**EXERCISE DESCRIPTION:**
Output the lines below verbatim, omitting the picture.

**GIVEN RECORDS:**
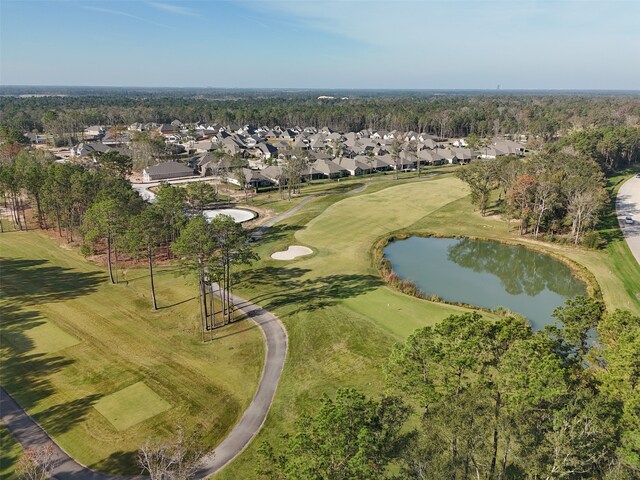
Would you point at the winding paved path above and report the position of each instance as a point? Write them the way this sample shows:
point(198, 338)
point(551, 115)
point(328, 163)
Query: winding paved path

**FINAL RESULT:**
Would you point at the winding paved path above and report the position of each instance as a point? Write them the way this sample shows:
point(198, 338)
point(551, 115)
point(328, 163)
Query: winding paved path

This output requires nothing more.